═════ Sezione del documento ═════
A due giorni dall’evento, seduta alla mia scrivania in legno, con una leggera brezza che fa sopportare il caldo a stento, ricordo i volti, gli sguardi di ogni singola persona che ho incontrato durante il mio viaggio. Sorrido, perché se ci penso bene, non ho mai visto in nessuna manifestazione un’accoglienza del genere da parte degli organizzatori. E soprattutto nessuno ha mai pensato ad un viaggio ‘’inside the race’’.

Forse si dovrebbe fare piú spesso, forse bisognerebbe pensare oltre ai classici schemi e immaginare qualcosa che vada al di là del classico giornalismo.

Bisogna avere quel pizzico di follia per creare quanto ho vissuto, perché, ad onor della cronaca, se qualcosa fosse andato storto, avrei dovuto scriverlo e raccontarlo. Un bel rischio per gli organizzatori, soprattutto a due anni dalla versione integrale della gara.
═════
*Attività da svolgere*:
1 – Risponda alle seguenti domande sulla sezione del documento:
(a) A quanti giorni dall'evento chi scrive ricorda i volti delle persone incontrate?
(b) Quale tipo di viaggio, secondo il testo, nessuno aveva mai pensato?
(c) Che cosa avrebbe dovuto fare chi scrive se qualcosa fosse andato storto?
2 – Riassuma la sezione del documento in due frasi.
3 – Trascriva fedelmente il passo della sezione del documento compreso tra "Forse si dovrebbe" e "integrale della gara.", estremi inclusi.
═════ Insieme dei record ═════
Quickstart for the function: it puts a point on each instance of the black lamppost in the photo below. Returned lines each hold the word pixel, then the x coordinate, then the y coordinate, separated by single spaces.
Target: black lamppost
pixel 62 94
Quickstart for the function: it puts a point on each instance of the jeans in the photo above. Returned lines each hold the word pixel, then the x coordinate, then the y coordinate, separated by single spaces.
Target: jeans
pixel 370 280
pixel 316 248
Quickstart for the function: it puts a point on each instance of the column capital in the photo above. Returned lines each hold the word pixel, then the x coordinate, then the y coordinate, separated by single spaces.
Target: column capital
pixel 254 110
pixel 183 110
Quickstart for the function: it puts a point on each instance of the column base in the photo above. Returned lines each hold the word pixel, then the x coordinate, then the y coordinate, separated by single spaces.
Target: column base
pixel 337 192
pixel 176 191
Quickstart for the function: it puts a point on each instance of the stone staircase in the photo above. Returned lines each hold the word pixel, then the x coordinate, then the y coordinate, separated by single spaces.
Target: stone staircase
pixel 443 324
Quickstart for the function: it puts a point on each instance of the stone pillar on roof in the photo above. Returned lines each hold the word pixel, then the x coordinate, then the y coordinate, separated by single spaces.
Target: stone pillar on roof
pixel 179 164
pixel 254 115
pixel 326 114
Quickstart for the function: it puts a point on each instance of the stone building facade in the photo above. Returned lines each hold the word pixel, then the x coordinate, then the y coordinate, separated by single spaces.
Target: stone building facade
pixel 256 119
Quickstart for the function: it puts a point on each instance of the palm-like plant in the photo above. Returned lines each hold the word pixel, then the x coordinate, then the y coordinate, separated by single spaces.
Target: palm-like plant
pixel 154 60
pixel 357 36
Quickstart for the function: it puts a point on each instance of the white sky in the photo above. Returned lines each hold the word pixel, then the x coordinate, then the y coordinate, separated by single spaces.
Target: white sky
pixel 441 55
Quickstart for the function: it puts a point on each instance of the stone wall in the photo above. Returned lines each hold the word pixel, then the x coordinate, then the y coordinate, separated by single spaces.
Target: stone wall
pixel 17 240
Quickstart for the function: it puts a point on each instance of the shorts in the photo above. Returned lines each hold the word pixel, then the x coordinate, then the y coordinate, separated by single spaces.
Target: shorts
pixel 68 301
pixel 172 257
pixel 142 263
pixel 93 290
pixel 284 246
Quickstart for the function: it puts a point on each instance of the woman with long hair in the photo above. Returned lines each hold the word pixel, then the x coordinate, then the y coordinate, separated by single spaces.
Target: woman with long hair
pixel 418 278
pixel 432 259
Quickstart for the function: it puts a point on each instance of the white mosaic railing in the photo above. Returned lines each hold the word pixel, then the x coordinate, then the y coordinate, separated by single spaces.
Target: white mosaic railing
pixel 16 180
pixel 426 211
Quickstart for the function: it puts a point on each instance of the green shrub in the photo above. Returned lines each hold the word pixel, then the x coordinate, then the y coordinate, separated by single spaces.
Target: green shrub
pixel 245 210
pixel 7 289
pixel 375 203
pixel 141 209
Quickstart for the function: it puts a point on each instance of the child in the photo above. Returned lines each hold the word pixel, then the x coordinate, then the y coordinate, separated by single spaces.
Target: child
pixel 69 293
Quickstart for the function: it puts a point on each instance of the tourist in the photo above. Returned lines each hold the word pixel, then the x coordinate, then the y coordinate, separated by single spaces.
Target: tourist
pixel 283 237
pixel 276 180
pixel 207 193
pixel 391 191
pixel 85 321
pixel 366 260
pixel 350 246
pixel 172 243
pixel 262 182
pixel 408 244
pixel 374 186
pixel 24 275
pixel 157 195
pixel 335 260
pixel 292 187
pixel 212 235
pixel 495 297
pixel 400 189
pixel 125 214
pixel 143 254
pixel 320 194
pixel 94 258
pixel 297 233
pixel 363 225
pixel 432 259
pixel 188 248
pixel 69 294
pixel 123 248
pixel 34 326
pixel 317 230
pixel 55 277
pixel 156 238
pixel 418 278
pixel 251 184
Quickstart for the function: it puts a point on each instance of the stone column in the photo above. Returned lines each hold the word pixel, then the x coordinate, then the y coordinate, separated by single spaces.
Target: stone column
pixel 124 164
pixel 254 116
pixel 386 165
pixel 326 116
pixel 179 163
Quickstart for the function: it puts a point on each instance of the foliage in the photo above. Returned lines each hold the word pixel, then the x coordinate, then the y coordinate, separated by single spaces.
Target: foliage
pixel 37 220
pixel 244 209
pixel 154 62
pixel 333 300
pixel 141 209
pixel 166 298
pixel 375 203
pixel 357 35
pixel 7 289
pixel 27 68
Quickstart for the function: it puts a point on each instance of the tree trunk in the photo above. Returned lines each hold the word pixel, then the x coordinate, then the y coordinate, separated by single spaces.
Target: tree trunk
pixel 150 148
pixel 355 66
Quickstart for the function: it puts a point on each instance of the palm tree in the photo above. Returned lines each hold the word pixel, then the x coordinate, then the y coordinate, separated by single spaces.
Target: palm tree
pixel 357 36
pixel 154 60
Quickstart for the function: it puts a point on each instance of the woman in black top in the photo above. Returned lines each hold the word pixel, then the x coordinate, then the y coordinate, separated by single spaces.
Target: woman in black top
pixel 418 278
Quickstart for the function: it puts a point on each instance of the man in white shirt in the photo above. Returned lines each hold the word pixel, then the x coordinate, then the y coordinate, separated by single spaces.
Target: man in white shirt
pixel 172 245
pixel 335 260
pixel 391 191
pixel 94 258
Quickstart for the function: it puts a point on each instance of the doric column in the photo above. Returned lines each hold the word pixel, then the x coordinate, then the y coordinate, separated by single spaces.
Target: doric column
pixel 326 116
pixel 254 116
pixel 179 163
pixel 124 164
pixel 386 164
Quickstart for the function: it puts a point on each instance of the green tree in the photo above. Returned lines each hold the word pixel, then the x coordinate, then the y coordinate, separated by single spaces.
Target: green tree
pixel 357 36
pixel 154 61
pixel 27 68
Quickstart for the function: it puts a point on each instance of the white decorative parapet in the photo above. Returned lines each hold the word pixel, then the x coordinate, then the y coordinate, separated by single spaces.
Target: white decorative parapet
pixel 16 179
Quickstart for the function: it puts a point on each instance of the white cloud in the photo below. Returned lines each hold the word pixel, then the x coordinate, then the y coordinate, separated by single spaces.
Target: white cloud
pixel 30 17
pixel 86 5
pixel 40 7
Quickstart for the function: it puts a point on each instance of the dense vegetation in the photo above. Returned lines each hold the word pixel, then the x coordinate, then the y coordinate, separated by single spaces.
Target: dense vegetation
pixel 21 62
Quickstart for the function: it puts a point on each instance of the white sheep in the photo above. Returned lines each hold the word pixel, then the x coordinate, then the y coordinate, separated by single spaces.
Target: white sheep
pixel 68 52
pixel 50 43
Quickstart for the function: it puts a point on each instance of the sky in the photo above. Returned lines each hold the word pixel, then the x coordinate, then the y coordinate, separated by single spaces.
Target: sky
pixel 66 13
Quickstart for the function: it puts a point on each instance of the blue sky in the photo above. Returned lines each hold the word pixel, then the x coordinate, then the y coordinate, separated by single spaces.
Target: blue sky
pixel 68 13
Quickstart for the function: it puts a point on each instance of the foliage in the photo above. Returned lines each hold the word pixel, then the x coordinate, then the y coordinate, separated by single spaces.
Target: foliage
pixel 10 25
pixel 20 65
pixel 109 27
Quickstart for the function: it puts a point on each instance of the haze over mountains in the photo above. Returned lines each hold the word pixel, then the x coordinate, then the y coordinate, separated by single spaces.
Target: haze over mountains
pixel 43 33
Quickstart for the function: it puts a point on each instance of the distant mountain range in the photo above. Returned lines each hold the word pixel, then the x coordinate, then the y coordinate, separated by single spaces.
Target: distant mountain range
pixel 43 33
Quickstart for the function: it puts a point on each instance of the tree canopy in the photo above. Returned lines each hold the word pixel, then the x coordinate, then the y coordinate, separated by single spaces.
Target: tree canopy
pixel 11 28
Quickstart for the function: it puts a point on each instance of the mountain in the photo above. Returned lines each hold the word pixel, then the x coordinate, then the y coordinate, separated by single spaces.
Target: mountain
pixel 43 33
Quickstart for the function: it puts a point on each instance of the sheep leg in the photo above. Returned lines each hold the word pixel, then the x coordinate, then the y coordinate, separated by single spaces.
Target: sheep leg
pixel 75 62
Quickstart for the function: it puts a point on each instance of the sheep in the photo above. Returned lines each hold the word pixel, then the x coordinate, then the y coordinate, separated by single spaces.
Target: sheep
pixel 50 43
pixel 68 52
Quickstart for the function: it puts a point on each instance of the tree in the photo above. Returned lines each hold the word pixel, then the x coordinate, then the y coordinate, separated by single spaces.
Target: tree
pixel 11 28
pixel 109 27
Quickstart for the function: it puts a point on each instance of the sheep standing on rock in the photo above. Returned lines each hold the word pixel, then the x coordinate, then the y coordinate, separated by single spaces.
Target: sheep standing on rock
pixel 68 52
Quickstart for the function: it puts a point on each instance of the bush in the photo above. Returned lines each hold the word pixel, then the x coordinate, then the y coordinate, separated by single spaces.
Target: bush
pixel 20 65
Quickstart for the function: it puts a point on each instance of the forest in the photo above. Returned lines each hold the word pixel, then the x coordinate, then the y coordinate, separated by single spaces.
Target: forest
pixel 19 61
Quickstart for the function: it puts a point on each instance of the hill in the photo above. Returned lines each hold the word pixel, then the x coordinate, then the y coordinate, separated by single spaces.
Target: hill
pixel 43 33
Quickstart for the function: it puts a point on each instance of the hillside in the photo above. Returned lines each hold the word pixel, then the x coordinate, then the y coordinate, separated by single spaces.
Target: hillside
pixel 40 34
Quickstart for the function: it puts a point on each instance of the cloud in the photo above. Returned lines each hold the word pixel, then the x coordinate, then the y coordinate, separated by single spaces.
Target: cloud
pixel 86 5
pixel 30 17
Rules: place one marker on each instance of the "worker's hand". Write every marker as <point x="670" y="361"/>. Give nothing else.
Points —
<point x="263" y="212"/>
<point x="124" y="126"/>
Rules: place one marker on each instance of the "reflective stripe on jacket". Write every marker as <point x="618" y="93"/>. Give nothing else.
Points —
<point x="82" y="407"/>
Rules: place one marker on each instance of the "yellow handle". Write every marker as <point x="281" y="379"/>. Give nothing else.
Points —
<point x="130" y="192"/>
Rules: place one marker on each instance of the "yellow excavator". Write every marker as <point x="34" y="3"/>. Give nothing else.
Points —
═════
*Risposte per numero*:
1 –
(a) A due giorni dall'evento.
(b) Un viaggio "inside the race".
(c) Avrebbe dovuto scriverlo e raccontarlo.

2 – A due giorni dall'evento, chi scrive ricorda le persone incontrate durante il viaggio e afferma di non aver mai visto un'accoglienza simile da parte degli organizzatori, né un viaggio "inside the race". Osserva che bisognerebbe andare più spesso oltre il giornalismo classico e che gli organizzatori hanno corso un bel rischio, poiché un eventuale imprevisto avrebbe dovuto essere raccontato.

3 –
Forse si dovrebbe fare piú spesso, forse bisognerebbe pensare oltre ai classici schemi e immaginare qualcosa che vada al di là del classico giornalismo.

Bisogna avere quel pizzico di follia per creare quanto ho vissuto, perché, ad onor della cronaca, se qualcosa fosse andato storto, avrei dovuto scriverlo e raccontarlo. Un bel rischio per gli organizzatori, soprattutto a due anni dalla versione integrale della gara.